I’m not sure where I first heard the appellation Uncle Al (I think of him as ‘Uncle Al, the kiddies pal’) for Aleister Crowley. I guess it’s some sort of leftover from my days in AOL chatrooms, making snarky comments in defense of the man who was called ‘the wickedest man in the world’ in his own time, but it’s a common nickname for him. Someone on Livejournal, appropriately using the title ‘Frater DD’ has a great selection of photos of Crowley, taken from LIFE magazine.
Be that as it may, I’ve always thought of him with some affection. I don’t know why. His reputation, while no doubt to some extent overblown and sensationalized (although frankly that would take some doing) to his own amusement and use, clearly paints him as rude and difficult to get along with even by those who were in his circle. Maybe I respect a rebel who didn’t give a damn what the world thought of him, in an exceptionally repressed age. And to be fair, it also probably didn’t take much to fall from grace with polite society in the early 1900s.
Here’s a teensy bit of his bio from Wikipedia for those not acquainted with the man:
Edward Alexander Crowley, and also known as both Frater Perdurabo and The Great Beast, was an influential Englishoccultist, astrologer, mystic and ceremonial magician, responsible for founding the religious philosophy of Thelema. He was also successful in various other fields, including mountaineering, chess and poetry, and it has also been alleged that he was a spy for the British government. In his role as the founder of the Thelemite faith, he came to see himself as the prophet who was entrusted with informing humanity that it was entering the new Aeon of Horus in the early twentieth century.
While his views on most social mores transcended his time, sadly the same cannot be said of his views on women. He was quite mired in conventional attitude that women were inferior. Why he could flout most conventions and not this one I have no idea. He was born to a wealthy family, perhaps the women he was most in contact with were more like Daisy Buchanan than Margaret Sanger. His relationship with the independent Frieda, Lady Harris, seems to have been more egalitarian. His letters to her were forthright, blunt, intelligent, the attitude I imagine he would have taken with a respected peer, not someone he considered to be a lowly, intellectually dull female.

- _INFORMATION GIVEN_
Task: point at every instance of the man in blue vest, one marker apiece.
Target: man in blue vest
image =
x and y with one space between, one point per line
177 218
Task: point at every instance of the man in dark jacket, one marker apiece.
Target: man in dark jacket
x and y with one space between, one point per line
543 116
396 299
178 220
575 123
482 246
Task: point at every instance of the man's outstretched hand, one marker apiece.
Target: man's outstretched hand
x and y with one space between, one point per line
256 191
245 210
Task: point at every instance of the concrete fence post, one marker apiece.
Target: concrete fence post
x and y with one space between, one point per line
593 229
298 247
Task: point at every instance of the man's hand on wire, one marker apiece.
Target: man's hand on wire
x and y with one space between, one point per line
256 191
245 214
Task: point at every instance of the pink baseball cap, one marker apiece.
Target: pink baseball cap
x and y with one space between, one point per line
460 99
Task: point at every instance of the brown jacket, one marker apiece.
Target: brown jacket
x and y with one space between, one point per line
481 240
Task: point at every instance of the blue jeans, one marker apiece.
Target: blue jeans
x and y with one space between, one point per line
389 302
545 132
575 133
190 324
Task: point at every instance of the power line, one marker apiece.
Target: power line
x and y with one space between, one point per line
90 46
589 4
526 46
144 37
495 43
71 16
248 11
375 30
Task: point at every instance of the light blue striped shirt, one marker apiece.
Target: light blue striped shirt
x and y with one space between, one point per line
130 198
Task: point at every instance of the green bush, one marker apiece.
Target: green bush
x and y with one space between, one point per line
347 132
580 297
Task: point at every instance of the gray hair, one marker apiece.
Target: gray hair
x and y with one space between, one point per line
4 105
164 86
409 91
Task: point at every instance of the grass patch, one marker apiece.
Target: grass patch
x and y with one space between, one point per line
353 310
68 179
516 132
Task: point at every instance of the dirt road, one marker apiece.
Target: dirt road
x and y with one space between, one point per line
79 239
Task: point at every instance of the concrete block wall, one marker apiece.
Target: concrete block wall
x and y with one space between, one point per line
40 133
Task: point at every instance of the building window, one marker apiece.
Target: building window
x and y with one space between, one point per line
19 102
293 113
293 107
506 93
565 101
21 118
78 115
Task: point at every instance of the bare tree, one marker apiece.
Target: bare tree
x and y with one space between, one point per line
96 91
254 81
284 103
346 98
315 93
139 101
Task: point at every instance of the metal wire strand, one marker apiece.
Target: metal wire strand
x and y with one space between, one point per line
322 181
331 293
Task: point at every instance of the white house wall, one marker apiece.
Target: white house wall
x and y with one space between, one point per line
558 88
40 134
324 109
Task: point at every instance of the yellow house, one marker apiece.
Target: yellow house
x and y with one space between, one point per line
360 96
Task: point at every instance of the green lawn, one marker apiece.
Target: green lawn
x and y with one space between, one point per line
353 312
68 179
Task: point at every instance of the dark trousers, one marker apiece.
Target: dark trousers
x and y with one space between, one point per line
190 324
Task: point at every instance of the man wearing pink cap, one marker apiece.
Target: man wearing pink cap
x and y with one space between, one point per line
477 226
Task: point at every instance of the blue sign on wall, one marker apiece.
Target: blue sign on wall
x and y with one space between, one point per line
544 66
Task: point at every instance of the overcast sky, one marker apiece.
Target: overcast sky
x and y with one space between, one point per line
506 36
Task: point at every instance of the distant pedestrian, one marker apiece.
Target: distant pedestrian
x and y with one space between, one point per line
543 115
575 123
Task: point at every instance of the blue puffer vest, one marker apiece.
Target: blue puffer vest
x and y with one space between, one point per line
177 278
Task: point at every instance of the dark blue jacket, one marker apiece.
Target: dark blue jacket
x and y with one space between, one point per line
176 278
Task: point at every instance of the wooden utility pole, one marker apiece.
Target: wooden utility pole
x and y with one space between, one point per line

- _AIM_
According to the post about Aleister Crowley, what religious philosophy did he found?

- _RESPONSE_
Thelema.